__할 일__
아래 행 맨 처음부터 "x=601, y=152"가 들어 있는 줄까지, 그 줄도 포함해 그대로 다시 옮겨 적으세요. 사진은 빼고 적으세요.

__행 목록__
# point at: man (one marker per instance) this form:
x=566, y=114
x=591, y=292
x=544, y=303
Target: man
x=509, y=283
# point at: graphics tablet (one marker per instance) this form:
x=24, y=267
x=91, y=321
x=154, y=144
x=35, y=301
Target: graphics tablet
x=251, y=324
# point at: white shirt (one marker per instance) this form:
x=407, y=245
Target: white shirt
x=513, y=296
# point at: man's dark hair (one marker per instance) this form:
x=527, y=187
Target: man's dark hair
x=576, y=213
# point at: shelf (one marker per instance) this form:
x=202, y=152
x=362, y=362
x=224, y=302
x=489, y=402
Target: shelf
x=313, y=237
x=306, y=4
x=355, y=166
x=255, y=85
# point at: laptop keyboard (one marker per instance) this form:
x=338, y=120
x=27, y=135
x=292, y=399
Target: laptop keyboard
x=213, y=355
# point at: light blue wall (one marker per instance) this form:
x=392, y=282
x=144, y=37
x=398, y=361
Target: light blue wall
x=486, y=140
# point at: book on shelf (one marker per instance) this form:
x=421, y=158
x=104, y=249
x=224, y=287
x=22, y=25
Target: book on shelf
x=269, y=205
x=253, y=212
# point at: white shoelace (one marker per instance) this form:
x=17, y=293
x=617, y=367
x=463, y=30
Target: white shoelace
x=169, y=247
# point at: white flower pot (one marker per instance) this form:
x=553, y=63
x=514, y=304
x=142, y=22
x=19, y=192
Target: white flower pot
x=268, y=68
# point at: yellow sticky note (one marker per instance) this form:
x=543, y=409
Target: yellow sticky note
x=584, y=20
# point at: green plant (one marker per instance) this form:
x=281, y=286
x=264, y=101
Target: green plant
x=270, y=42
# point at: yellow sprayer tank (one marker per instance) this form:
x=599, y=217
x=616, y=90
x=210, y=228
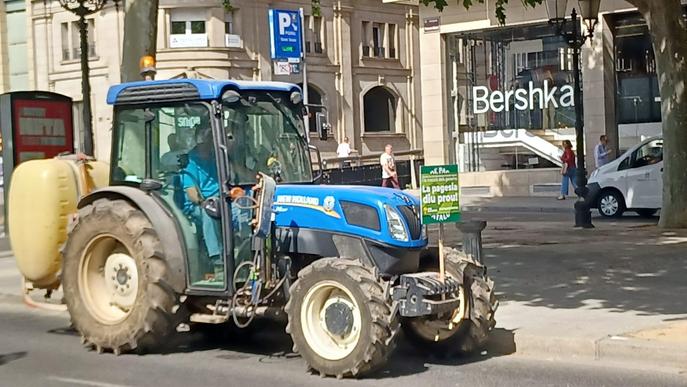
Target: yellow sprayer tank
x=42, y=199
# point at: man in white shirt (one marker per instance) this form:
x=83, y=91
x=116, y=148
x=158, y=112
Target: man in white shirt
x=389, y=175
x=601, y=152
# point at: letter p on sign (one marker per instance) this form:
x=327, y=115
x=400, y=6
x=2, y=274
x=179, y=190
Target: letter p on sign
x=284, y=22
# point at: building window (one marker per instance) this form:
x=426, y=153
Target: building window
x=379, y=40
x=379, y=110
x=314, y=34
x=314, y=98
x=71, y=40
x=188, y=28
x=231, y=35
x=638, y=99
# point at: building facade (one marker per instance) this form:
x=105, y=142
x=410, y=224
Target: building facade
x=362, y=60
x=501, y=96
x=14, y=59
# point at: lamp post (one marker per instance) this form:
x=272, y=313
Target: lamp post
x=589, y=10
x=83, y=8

__답안__
# point at: man (one marker per instance) this form:
x=566, y=114
x=591, y=292
x=544, y=303
Target: man
x=509, y=283
# point at: graphics tablet (one marker per instance) this form:
x=24, y=267
x=91, y=321
x=154, y=144
x=35, y=301
Target: graphics tablet
x=251, y=324
# point at: white shirt (one marker per instance) this form:
x=407, y=245
Target: white shirt
x=513, y=296
# point at: man's dark hair (one marker per instance) this form:
x=527, y=187
Target: man's dark hair
x=576, y=213
# point at: shelf (one marker per instance) this form:
x=202, y=152
x=362, y=362
x=224, y=302
x=489, y=402
Target: shelf
x=313, y=237
x=306, y=4
x=355, y=166
x=255, y=85
# point at: laptop keyboard (one marker per instance) this form:
x=338, y=120
x=27, y=135
x=292, y=399
Target: laptop keyboard
x=213, y=355
# point at: light blue wall (one marker per instance) this form:
x=392, y=282
x=144, y=37
x=398, y=361
Target: light blue wall
x=486, y=140
# point at: book on shelf (one marker per instance) this form:
x=421, y=158
x=104, y=249
x=224, y=287
x=22, y=25
Target: book on shelf
x=269, y=205
x=253, y=212
# point at: white shoelace (one marker per instance) this form:
x=17, y=293
x=617, y=367
x=463, y=30
Target: white shoelace
x=169, y=247
# point at: white flower pot (one marker per instance) this form:
x=553, y=63
x=514, y=304
x=142, y=22
x=19, y=192
Target: white flower pot
x=268, y=68
# point at: yellow sticky note (one marker per instance) this form:
x=543, y=409
Target: yellow sticky note
x=584, y=20
# point at: green plant (one marker per instance) this form:
x=281, y=286
x=264, y=101
Target: green plant
x=270, y=42
# point at: yellow sprayer tank (one marker per instance) this form:
x=599, y=217
x=616, y=90
x=210, y=228
Target: yellow sprayer tank
x=42, y=199
# point at: man in white shirt (one marker per instance) this form:
x=83, y=91
x=116, y=148
x=158, y=112
Target: man in white shirt
x=389, y=175
x=601, y=152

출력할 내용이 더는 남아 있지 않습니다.